§ **Text shown**
◇ ◇ ◇ ◇
Over 100 Lake Health District (LHD) employees have received their first dose of the COVID vaccine since it started being administered locally on Tuesday, Dec. 29. After three consecutive days of vaccinations on Dec. 29, 30 and 31, more health care workers will receive their first dose this Friday, Jan. 8 and next Friday, Jan. 15.
LHD Human Resources Dir. Rebecca Farr and LHD Employee Health Nurse and Infection Prevention Dir. Mesa Greenfield provided additional details about the vaccination process and next steps in Lake County.
All LHD employees have been offered the chance to receive the vaccine, as they fall into the category of health care personnel identified for the initial phase — deemed Phase 1a — of COVID vaccine distribution, Farr and Greenfield said. LHD employees are not required to receive the vaccine; it is simply offered as an option if they choose to take advantage of it.
While more than one COVID vaccine has been approved for emergency use in the US, they noted that Lake County will only be receiving the Moderna vaccine. This is partially because the Moderna vaccine does not require ultra-cold storage as is necessary for the Pfizer vaccine. Like the Pfizer though, it is administered in two doses. People must receive a second dose in order for the vaccine to be effective, timed one month after their first dose.
According to a Moderna Emergency Use Authorization (EUA) fact sheet provided by LHD, “The Moderna COVID-19 Vaccine is an unapproved vaccine that may prevent COVID-19. There is no FDA-approved vaccine to prevent COVID-19 … The EUA is supported by a Secretary of Health and Human Services (HHS) declaration that circumstances exist to justify the emergency use of drugs and biological products during the COVID-19 pandemic.”
Acute nursing staff and clinical nurses are the first to have a shot at receiving the vaccine. Rhonda Penaloza, C.N.A, was the first in Lake County to receive the vaccine. Farr and Greenfield agreed that Penaloza may not have realized she would be the first, as her place in line was simply based on the time slot she selected.
While Greenfield has not yet been vaccinated herself, she has administered each and every one of Lake County’s vaccine doses thus far. The vaccine is given by intramuscular injection in a patient’s deltoid, she said.
◇ ◇ ◇ ◇
§ **Recorded information**

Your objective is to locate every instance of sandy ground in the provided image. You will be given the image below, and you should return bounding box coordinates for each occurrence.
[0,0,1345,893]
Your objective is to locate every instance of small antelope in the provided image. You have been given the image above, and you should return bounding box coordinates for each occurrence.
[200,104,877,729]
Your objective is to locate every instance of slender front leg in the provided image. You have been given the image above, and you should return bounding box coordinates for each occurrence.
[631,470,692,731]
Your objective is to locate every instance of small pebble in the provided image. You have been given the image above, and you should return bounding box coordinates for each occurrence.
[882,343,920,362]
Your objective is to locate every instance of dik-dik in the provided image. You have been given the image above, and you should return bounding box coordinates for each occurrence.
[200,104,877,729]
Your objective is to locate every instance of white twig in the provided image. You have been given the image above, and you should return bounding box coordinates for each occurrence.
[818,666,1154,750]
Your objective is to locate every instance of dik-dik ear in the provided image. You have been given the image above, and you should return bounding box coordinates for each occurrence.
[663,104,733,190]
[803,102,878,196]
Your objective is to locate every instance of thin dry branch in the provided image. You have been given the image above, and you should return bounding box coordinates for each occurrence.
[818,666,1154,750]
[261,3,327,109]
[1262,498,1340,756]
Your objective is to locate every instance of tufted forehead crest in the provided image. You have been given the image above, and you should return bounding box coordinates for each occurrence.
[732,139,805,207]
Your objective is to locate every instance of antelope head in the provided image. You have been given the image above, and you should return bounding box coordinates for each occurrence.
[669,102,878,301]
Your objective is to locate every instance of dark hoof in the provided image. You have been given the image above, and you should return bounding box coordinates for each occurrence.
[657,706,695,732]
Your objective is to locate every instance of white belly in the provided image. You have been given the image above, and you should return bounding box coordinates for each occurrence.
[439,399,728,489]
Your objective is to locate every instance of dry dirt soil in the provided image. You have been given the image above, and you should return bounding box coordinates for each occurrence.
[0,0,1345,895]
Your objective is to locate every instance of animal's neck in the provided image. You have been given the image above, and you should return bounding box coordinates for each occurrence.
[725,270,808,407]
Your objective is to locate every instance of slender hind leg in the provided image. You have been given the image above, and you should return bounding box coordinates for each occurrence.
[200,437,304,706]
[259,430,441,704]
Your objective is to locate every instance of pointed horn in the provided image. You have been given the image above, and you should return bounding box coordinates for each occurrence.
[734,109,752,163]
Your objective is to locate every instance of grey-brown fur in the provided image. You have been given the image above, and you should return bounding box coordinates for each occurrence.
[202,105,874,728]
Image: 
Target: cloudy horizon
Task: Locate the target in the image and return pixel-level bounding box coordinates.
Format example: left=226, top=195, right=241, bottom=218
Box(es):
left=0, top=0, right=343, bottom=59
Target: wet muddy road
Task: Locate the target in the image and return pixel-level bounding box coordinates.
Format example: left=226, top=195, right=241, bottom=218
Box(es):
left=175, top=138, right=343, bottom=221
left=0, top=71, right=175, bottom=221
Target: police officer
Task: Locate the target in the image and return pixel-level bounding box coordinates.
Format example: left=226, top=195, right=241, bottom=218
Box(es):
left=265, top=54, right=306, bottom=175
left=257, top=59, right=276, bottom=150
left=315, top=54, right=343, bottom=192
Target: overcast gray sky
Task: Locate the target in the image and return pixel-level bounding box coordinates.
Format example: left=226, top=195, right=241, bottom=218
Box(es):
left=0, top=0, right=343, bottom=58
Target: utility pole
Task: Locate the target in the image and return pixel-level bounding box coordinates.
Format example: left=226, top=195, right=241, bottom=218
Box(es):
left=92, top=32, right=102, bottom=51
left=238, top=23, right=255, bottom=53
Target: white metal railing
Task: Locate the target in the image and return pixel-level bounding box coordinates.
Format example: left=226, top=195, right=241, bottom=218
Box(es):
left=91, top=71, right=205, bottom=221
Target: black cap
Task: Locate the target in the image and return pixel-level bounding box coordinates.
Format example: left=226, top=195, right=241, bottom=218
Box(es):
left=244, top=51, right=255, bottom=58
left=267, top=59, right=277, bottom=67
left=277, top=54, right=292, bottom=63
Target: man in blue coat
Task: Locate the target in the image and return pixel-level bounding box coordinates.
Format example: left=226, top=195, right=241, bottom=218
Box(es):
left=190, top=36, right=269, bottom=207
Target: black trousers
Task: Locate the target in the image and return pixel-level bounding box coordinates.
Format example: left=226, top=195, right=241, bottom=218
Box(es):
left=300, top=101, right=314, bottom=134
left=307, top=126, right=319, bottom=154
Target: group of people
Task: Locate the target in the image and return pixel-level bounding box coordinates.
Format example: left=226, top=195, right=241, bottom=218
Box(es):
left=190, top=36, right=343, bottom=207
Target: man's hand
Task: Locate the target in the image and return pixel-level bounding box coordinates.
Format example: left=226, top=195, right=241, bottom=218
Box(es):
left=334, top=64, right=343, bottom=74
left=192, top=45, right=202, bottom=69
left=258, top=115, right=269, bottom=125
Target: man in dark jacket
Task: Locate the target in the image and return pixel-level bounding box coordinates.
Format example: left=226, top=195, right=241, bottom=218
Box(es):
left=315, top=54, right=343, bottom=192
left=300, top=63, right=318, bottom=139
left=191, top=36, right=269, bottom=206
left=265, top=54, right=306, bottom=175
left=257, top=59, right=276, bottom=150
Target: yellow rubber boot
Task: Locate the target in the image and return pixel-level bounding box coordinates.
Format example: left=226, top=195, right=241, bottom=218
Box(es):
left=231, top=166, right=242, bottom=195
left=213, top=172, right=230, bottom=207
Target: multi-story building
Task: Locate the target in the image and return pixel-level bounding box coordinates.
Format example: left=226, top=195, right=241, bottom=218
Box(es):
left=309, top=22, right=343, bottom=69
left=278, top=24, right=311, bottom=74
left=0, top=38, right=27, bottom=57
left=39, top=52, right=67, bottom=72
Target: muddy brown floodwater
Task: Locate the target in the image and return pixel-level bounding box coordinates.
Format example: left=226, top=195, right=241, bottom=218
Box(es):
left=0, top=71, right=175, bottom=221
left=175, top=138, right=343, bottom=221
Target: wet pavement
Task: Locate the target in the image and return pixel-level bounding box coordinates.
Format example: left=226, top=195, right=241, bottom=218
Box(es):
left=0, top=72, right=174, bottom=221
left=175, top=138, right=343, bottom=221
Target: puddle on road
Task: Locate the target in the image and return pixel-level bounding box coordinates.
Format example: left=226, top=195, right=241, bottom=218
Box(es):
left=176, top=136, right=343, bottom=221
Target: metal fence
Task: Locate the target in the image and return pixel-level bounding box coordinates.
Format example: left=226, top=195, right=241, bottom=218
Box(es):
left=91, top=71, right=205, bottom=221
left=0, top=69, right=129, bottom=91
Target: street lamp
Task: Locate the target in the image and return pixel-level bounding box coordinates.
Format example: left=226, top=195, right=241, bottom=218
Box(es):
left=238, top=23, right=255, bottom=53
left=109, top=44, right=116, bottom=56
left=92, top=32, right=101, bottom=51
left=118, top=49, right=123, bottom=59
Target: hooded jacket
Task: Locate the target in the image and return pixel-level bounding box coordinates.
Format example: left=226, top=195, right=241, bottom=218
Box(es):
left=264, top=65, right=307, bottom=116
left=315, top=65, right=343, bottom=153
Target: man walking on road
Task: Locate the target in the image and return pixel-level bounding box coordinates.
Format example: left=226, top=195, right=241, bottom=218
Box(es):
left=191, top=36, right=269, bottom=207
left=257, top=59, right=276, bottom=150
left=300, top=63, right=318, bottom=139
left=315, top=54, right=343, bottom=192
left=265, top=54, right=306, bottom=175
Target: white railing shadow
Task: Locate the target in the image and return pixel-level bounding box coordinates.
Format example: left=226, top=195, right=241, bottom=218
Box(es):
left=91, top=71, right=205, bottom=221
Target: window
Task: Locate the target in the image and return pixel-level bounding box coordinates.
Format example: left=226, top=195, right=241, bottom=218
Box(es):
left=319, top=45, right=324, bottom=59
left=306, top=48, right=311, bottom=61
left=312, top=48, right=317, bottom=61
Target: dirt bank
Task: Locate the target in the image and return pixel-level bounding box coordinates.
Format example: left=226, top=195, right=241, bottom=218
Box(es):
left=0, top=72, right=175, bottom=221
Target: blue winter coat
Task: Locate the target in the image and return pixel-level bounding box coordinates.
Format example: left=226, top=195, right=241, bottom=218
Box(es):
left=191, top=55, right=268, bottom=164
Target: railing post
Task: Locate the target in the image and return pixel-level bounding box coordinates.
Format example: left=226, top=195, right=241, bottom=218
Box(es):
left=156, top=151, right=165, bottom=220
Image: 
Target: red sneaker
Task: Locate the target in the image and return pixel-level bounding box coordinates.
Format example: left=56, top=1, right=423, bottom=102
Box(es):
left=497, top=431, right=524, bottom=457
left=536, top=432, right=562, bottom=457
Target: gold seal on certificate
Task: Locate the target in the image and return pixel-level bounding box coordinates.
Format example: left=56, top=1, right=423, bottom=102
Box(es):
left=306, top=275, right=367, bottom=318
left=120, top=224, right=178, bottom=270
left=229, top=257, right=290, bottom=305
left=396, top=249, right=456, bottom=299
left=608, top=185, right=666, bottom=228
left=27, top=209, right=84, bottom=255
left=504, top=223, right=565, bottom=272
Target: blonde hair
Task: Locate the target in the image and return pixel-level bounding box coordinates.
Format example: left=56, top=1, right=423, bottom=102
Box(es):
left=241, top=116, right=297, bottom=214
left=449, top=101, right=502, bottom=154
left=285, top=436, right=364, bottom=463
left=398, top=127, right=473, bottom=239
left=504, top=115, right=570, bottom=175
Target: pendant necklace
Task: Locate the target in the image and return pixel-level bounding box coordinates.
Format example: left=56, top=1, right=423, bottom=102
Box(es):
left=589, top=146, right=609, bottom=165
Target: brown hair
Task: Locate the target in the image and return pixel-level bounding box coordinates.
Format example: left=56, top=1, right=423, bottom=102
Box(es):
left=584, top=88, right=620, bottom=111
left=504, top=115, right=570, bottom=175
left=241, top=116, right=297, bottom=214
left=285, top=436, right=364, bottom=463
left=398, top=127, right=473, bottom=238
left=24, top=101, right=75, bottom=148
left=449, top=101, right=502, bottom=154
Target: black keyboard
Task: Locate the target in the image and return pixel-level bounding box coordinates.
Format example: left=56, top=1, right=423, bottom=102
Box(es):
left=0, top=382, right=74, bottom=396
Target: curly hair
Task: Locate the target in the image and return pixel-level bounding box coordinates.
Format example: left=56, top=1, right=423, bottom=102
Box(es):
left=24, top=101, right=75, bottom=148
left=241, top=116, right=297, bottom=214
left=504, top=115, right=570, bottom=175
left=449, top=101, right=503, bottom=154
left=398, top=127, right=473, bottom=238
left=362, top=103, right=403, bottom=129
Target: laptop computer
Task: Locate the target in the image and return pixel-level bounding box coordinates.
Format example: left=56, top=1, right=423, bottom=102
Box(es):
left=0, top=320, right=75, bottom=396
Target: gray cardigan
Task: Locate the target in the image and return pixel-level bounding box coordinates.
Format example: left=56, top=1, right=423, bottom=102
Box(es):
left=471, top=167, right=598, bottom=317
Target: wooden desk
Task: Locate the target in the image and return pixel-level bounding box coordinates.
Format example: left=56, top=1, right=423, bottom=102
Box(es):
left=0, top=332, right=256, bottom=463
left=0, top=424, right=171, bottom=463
◇ ◇ ◇ ◇
§ **Activity list**
[1] In the Lake County COVID vaccine article, what is one reason given for Lake County receiving only the Moderna vaccine?
[2] Write the next part of the Lake County COVID vaccine article, continuing from its final sentence.

§ **Expected outputs**
[1] The Moderna vaccine does not require the ultra-cold storage needed for the Pfizer vaccine.

[2]
Each vial of vaccine contains 11 doses, and a vial is only good for six hours after it is opened. For that reason especially, LHD has been careful to schedule people accordingly, so that no doses of the vaccine are wasted. When a health care worker elects to receive the vaccine, their appointment to receive a second dose is scheduled as soon as they receive the first shot. There is only a little leeway in when the second shot can be given.
Side effects that have been reported with the Moderna COVID-19 Vaccine include injection site reactions like pain, tenderness and swelling of the lymph nodes in the same arm of the injection, swelling (hardness), and redness. General side effects may include fatigue, headache, muscle pain, joint pain, chills, nausea and vomiting, and fever.
Greenfield said thus far, the 110 people who have received the vaccine have reported only mild side-effects, mostly related to injection-site pain.
While Greenfield is solely responsible for injecting healthcare workers with the vaccine, she is not alone in the process. LHD’s Human Resources department has been assisting and LHD Emergency Medical Services personnel stand by to monitor each individual for at least 15 minutes after they receive the vaccine to be sure they don’t exhibit an allergic reaction.
“OHA’s equity-focused Vaccine Advisory Committee will be informing the next phases of vaccine distribution beyond Phase 1a to include critical workers, people with underlying health conditions and those older than 65. The general population isn’t expected to be eligible for vaccination until sometime in spring 2021,” the Oregon Health Authority website details.